Material provided>
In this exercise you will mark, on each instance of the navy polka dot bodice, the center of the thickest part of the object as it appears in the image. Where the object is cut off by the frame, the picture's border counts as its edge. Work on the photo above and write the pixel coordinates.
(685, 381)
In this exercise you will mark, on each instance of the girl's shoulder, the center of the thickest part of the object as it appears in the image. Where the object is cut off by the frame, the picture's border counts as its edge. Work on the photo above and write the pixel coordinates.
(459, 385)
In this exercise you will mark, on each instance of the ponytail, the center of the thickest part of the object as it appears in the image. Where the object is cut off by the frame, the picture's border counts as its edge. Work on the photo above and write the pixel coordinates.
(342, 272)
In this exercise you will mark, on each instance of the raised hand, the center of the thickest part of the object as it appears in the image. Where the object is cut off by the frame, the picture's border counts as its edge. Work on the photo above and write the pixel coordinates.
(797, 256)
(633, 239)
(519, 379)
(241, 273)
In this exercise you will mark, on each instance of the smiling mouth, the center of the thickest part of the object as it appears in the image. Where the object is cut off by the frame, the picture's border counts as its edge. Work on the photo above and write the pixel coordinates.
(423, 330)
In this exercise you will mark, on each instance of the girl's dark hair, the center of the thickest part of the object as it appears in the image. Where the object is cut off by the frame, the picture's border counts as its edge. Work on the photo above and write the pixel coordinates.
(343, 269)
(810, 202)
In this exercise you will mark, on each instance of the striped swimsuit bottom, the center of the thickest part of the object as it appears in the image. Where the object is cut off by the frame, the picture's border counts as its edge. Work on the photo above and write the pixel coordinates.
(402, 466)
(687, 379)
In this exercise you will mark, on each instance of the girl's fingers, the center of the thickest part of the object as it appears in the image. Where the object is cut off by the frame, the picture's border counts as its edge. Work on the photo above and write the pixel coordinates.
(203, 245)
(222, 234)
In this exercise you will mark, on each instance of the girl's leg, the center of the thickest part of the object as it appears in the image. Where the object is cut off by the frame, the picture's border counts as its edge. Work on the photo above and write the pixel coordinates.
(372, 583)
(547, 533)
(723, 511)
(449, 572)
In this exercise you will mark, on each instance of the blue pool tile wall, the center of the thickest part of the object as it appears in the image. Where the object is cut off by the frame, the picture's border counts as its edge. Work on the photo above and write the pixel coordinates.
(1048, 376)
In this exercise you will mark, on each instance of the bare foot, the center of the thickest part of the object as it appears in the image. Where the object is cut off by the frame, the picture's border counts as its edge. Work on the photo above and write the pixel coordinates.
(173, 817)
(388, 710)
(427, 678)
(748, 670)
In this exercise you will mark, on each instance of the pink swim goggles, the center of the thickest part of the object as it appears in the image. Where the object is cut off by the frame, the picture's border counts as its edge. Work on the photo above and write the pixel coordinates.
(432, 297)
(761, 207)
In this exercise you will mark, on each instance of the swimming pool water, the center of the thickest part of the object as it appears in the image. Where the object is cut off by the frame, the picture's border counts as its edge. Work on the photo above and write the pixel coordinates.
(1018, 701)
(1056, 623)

Your objective> Only the lines from the one that contains "girl's fingers, the" through the last line should be repeated, each exactly as it stands, with both ends included.

Written answer>
In this exercise you will mark, on each instance of the girl's fingers, the center of the thickest part of the object as it appears in the image. Where the object is cut off by the frame, the picture's border counts as its edge. Work on the photo above and write the pixel coordinates.
(203, 245)
(222, 234)
In this exercise you will mark, on each instance of the girl's leg, the center of the thickest part of the object as it appears in the image. Where the object is cut off by the frame, the picture's border counts as its edge. Work on the photo above and write the pixel coordinates.
(372, 583)
(547, 533)
(723, 511)
(449, 572)
In this exercise you will mark, on each instance of the blue pool tile wall, the center of the thickest part of the object as it appears in the image. Where the object is cut off by the frame, the picture's border counts as its edge. Work on the photo above and write the pixel coordinates.
(1048, 376)
In this exercise you will mark, on each instance of the bare foot, the center of the thickest part of the object as it appears in the image. Where the object is cut off by the frame, the picture's border counts as its edge. Work on the photo above and write the pixel coordinates.
(173, 817)
(388, 710)
(427, 678)
(748, 670)
In this exercise you will mark, on each instance of the pink swim goggles, the center of the thickest part of the object as it appears in the image. Where the object is cut off by the frame, the picture's border counts as its edge. Work on the photo above and write the pixel coordinates.
(432, 297)
(761, 207)
In this exercise you will mark, on each instance of the swimming pool water, the center of the thickest part of the object as it appears in the image. Where the object is cut off by the frame, the picture's border counts as its edge. Work on the photo above and write the pixel coordinates.
(1018, 701)
(1056, 623)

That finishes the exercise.